* [TASK INSTRUCTIONS]: Starting with the line that contains "shaped like [31,150].", reproduce each line through the end of the listing below, with no other output.

════════════════════

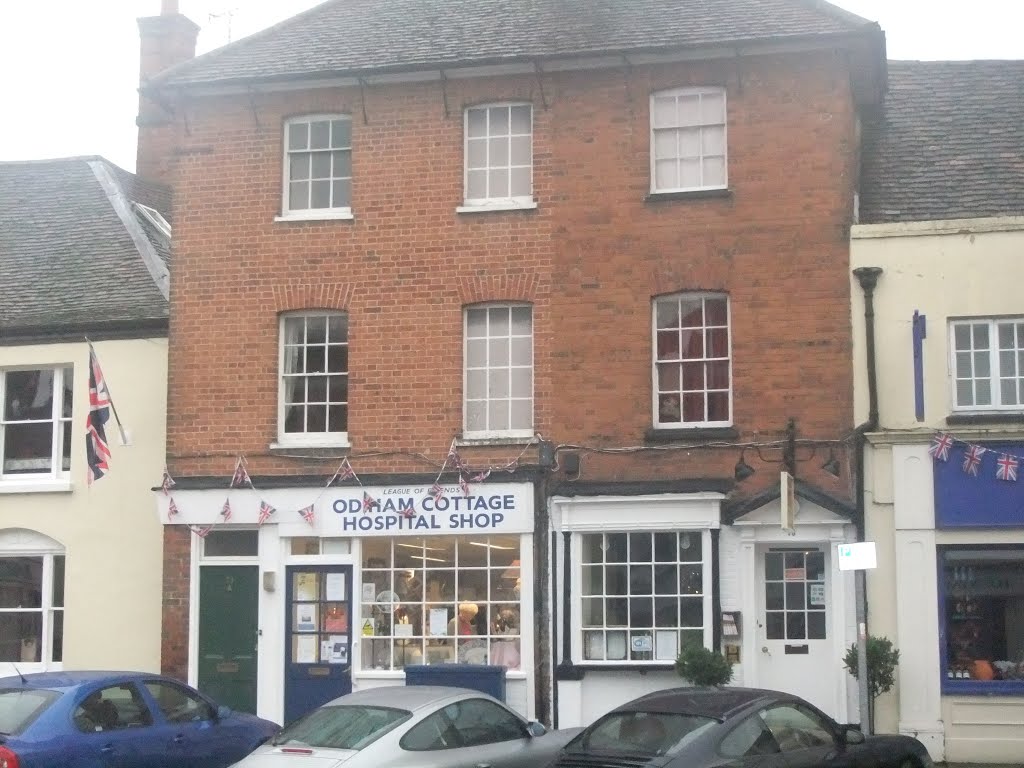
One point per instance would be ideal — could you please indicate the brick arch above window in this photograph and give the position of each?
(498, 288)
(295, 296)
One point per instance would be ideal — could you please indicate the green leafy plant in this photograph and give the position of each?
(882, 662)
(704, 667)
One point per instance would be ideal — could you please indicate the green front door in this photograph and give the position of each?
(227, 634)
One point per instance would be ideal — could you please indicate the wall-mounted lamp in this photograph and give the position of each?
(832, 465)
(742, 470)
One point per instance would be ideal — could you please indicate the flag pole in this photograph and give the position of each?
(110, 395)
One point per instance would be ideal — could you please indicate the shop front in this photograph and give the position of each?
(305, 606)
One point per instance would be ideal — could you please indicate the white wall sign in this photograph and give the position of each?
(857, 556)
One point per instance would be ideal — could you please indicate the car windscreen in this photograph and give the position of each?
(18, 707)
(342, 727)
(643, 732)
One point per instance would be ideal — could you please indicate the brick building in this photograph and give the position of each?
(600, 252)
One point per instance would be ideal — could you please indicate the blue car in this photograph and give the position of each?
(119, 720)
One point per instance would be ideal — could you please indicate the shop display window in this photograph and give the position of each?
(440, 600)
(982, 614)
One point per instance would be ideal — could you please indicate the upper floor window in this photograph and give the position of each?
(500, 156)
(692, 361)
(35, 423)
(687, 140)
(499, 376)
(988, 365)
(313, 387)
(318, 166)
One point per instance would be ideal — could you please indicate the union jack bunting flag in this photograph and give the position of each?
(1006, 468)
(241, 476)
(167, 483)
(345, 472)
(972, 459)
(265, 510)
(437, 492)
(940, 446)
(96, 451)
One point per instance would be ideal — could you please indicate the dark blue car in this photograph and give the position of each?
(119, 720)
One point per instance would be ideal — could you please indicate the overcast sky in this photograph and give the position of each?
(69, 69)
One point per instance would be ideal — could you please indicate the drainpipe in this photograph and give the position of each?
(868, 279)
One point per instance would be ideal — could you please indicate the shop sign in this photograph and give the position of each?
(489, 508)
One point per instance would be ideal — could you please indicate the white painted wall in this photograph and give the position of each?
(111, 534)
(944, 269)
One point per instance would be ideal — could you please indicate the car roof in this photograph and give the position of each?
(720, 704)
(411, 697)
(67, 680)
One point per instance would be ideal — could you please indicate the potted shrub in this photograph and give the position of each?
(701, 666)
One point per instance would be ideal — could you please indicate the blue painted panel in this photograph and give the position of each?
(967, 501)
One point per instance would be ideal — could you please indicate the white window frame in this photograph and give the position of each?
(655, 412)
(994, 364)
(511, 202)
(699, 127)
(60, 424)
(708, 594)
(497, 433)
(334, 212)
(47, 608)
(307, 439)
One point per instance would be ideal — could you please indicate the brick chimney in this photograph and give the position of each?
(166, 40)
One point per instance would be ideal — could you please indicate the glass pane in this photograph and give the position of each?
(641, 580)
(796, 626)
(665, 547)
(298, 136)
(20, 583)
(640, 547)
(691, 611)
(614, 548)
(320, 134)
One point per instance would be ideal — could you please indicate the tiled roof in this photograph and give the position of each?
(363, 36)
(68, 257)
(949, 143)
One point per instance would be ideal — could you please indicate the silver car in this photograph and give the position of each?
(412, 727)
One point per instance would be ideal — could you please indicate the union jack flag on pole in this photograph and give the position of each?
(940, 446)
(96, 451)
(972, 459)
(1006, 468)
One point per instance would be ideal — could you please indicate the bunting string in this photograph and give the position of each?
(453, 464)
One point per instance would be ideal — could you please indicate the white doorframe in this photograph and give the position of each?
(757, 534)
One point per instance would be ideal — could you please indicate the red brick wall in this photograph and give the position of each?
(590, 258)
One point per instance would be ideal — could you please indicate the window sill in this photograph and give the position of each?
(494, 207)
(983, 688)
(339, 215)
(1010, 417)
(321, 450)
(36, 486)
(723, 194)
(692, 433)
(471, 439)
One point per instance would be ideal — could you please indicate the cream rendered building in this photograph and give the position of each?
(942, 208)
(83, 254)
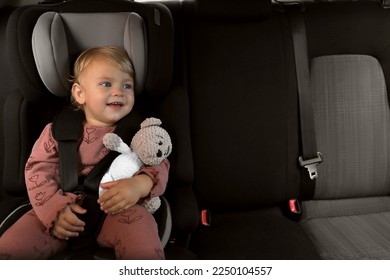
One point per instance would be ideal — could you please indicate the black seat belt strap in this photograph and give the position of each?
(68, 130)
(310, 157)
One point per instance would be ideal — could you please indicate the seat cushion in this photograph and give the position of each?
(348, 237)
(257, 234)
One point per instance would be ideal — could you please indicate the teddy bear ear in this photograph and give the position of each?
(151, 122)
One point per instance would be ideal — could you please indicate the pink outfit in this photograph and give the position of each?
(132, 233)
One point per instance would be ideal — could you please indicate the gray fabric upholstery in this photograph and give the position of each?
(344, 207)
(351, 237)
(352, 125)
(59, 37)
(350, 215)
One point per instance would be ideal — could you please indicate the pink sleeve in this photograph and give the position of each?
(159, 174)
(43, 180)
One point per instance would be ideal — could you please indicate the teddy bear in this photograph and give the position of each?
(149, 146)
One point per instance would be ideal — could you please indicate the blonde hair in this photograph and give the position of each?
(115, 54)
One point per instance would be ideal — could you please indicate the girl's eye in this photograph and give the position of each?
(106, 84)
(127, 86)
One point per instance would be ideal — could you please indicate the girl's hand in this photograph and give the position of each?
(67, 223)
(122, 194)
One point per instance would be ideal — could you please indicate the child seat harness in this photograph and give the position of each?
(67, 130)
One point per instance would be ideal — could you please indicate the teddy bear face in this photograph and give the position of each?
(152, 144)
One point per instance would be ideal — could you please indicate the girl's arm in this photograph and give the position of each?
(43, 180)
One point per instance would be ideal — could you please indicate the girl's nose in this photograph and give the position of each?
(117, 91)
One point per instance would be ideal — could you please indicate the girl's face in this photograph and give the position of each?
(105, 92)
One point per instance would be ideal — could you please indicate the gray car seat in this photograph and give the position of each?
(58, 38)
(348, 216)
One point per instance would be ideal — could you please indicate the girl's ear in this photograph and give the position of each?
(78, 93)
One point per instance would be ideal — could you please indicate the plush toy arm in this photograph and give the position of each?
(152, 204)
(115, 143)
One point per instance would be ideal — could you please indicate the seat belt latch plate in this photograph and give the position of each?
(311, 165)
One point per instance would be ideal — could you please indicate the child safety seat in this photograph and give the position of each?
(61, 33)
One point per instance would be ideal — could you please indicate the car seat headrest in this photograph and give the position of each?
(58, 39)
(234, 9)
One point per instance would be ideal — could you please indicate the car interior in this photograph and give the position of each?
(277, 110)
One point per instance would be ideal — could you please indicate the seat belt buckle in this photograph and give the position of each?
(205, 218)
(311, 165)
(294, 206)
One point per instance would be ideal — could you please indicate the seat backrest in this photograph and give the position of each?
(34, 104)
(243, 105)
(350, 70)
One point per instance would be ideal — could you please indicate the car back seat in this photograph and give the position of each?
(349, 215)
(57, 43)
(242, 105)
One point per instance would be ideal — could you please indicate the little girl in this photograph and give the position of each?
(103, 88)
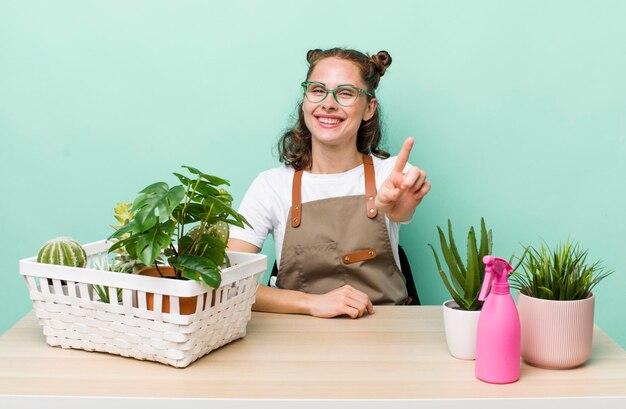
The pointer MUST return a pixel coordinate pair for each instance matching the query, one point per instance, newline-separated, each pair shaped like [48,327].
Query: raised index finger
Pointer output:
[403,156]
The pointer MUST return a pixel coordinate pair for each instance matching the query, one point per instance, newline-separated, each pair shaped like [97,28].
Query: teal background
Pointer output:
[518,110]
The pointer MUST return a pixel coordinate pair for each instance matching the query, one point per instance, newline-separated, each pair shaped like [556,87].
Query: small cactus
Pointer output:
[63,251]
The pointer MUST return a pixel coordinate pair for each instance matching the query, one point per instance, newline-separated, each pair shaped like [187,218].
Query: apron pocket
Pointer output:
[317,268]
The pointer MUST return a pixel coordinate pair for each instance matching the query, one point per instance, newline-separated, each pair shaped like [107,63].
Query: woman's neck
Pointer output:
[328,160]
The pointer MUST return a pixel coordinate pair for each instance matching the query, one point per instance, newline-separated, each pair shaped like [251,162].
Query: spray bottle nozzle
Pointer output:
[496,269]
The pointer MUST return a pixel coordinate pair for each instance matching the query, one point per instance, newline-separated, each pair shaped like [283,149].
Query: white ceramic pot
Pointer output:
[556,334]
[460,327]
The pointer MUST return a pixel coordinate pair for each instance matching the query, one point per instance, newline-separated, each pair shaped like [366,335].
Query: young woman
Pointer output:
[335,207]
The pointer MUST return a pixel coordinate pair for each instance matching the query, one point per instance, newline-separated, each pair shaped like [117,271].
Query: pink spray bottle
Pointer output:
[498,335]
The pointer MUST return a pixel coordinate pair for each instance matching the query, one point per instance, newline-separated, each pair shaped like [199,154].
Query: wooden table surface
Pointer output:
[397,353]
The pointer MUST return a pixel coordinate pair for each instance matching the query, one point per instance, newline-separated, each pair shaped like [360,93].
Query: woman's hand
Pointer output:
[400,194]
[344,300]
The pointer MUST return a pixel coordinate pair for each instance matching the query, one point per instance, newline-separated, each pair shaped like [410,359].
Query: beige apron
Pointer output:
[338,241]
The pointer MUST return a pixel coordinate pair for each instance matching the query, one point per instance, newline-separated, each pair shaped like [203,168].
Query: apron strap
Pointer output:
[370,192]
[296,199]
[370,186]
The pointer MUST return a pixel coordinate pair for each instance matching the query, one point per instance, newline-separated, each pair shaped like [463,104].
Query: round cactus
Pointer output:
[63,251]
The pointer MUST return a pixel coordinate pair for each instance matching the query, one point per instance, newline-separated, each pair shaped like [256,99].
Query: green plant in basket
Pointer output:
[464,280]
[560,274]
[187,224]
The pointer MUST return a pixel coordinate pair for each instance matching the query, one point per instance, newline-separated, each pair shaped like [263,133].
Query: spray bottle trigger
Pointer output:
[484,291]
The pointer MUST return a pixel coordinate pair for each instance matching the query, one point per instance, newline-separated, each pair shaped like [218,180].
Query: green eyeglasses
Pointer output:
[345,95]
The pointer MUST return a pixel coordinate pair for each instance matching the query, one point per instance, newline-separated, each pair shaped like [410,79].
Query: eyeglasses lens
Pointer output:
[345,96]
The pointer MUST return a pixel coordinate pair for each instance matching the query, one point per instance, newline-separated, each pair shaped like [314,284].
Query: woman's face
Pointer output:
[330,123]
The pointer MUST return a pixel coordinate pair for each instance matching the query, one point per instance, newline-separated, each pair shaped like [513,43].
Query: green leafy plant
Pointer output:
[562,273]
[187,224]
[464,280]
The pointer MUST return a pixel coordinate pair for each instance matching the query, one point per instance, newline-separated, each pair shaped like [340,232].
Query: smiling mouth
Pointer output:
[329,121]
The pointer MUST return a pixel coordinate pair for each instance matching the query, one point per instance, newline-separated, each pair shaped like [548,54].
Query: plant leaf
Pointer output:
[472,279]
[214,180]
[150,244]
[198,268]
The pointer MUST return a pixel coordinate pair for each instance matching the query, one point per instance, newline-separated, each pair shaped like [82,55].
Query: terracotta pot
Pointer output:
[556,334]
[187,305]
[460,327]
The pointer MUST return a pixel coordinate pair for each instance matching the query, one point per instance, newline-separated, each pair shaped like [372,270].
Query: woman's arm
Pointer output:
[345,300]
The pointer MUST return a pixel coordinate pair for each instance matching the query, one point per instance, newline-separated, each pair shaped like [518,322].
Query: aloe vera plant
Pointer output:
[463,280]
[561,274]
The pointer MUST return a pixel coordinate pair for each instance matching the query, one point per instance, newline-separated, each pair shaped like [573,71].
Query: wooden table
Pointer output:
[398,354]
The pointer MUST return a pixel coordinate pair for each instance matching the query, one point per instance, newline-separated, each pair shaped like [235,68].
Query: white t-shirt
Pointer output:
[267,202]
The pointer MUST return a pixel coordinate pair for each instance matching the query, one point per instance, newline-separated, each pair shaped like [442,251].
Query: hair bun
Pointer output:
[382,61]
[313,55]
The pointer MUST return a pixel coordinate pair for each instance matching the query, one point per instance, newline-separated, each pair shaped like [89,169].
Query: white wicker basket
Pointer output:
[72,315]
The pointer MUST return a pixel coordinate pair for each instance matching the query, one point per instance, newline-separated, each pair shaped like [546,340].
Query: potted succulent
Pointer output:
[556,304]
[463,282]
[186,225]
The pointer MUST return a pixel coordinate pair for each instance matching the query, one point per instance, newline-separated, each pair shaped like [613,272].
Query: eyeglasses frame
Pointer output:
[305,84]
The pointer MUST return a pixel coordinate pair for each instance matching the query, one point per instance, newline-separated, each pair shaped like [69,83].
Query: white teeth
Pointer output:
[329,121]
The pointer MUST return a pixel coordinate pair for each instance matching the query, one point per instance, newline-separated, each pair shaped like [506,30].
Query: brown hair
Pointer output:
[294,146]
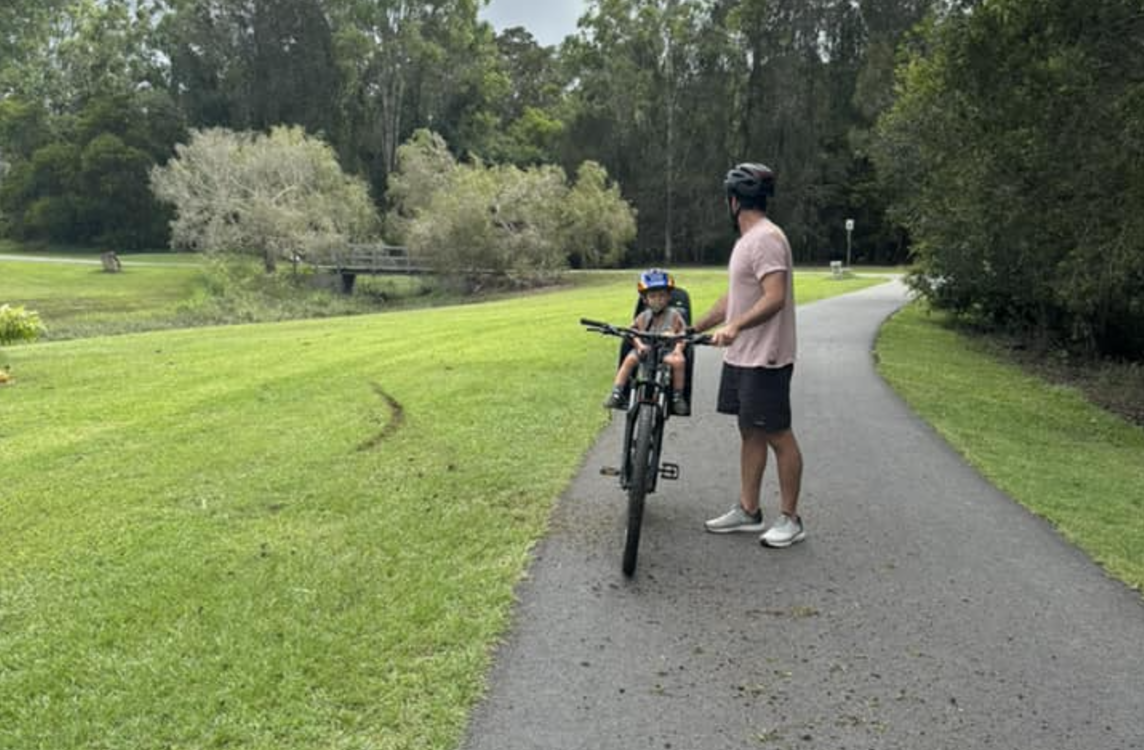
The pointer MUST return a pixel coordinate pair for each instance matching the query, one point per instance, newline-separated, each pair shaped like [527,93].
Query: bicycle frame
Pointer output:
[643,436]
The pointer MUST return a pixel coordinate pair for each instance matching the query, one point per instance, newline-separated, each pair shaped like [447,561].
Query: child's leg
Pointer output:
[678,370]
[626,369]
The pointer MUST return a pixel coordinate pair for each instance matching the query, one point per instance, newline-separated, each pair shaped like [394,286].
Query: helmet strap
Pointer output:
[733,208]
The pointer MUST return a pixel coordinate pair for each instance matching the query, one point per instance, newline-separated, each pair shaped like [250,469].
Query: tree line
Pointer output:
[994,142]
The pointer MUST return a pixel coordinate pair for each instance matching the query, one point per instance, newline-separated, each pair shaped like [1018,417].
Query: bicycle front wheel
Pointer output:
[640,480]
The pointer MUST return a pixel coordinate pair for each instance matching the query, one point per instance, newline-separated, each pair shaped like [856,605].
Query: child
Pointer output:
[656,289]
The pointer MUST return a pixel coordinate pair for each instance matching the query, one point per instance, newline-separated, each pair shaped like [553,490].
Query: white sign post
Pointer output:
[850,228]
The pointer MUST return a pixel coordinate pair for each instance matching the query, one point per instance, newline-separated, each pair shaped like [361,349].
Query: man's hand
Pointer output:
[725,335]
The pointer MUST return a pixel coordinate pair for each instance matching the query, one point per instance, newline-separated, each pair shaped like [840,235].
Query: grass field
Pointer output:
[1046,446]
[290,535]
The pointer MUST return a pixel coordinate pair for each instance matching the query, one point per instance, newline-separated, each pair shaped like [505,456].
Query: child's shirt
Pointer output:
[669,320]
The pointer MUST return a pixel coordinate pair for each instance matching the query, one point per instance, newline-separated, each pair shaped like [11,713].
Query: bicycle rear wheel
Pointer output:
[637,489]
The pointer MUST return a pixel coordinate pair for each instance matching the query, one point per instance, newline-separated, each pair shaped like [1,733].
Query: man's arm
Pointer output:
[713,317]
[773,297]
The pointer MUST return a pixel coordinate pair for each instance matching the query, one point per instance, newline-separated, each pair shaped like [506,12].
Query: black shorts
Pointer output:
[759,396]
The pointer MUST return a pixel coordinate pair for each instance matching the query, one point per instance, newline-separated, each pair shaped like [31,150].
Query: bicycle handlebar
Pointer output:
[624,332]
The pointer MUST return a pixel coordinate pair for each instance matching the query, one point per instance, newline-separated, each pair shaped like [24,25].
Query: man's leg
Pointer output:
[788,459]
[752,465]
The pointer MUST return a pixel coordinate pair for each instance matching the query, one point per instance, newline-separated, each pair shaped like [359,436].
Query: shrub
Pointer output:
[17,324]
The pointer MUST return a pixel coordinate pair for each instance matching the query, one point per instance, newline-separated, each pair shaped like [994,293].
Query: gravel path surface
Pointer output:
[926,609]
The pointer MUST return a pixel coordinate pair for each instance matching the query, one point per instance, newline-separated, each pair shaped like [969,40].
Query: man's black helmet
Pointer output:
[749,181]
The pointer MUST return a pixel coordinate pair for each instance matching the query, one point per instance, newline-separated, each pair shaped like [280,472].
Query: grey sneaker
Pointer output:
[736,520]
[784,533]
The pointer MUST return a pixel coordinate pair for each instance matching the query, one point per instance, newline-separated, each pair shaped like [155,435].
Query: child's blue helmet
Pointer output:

════════════════════

* [THE COMPLETED TASK]:
The pointer MUST return a pixel coordinate pair for each instance matching the query, one point per instance, newline-separated, each pair shaped like [31,150].
Query: bicycle handlebar
Pointer output:
[624,332]
The pointer MUST return a pixel coordinate pair for each instance matching the query, one point per instance, newline-separated, each pair shaped like [24,25].
Query: man's leg
Pointer output:
[788,459]
[752,465]
The pointer MUST return a pixel coordinate pair for each instance matching the query, one point per instance, newline-separated, each pair shaped like [359,436].
Query: shrub
Pointer output:
[17,324]
The pointer MUST return a pixel coordinate pair for each instance matching the query, one point per instance, newline-separated, each pair shaped like [994,293].
Query: gravel path surface
Pointer output:
[926,609]
The pointer MUST return a pixel coordinate pair for each instance matching the query, one point per instance, newline-separated, each pair shaped like [969,40].
Query: man's black helmet
Pointer output:
[749,181]
The pointer MUST return a pixel coordinate pair for each instance matching the query, one point per instance, newline-separated, each pair shaped like [280,472].
Query: grey sneaker
Pointer output:
[736,520]
[784,533]
The pointer MUST return a pixel coordinate pair for each instance matching the query, one point per instance, newline-separated, each pair shaped like [155,435].
Query: child's blue helmet
Pointer output:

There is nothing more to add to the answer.